### Your goal
Find the word "queried" in the listing below, then return every line it appears in.

### Records shown

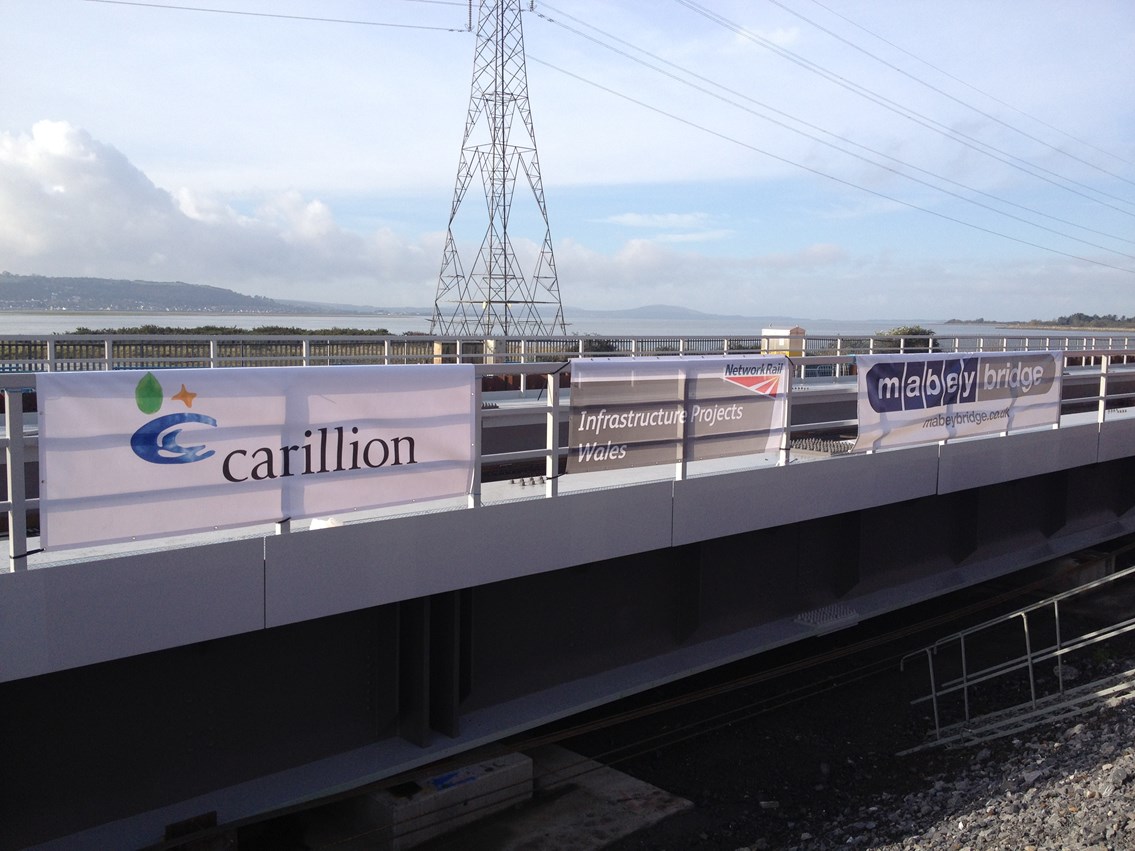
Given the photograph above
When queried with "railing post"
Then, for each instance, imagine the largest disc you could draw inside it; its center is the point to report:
(474, 486)
(1028, 655)
(1104, 365)
(965, 675)
(17, 498)
(1056, 617)
(552, 463)
(933, 692)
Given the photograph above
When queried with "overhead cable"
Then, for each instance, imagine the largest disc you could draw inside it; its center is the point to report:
(287, 17)
(942, 92)
(845, 140)
(973, 87)
(824, 174)
(984, 148)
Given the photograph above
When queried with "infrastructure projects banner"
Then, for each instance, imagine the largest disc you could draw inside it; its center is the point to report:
(638, 412)
(906, 399)
(134, 454)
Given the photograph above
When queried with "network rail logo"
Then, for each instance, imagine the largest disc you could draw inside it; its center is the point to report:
(159, 440)
(761, 378)
(916, 385)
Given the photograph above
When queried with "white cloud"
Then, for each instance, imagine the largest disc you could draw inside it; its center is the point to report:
(658, 220)
(73, 205)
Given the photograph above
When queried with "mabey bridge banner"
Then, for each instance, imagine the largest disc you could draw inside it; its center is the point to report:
(638, 412)
(136, 454)
(921, 398)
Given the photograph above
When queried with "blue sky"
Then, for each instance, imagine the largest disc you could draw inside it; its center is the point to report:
(305, 159)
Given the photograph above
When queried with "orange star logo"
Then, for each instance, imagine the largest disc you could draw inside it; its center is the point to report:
(185, 396)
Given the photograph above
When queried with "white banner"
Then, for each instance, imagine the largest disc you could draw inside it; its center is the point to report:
(639, 412)
(134, 454)
(919, 398)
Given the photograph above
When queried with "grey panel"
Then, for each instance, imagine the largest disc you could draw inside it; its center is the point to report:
(80, 614)
(1117, 439)
(328, 571)
(975, 463)
(720, 505)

### Written solution
When queried with "railing post"
When queried with "overhead cable"
When queried with "infrastructure projects banner"
When queried with "network rail logo"
When queried with "white cloud"
When queried with "mabey bridge banner"
When queried with "blue sky"
When queried with "orange star logo"
When queried with "white banner"
When queried with "grey panel"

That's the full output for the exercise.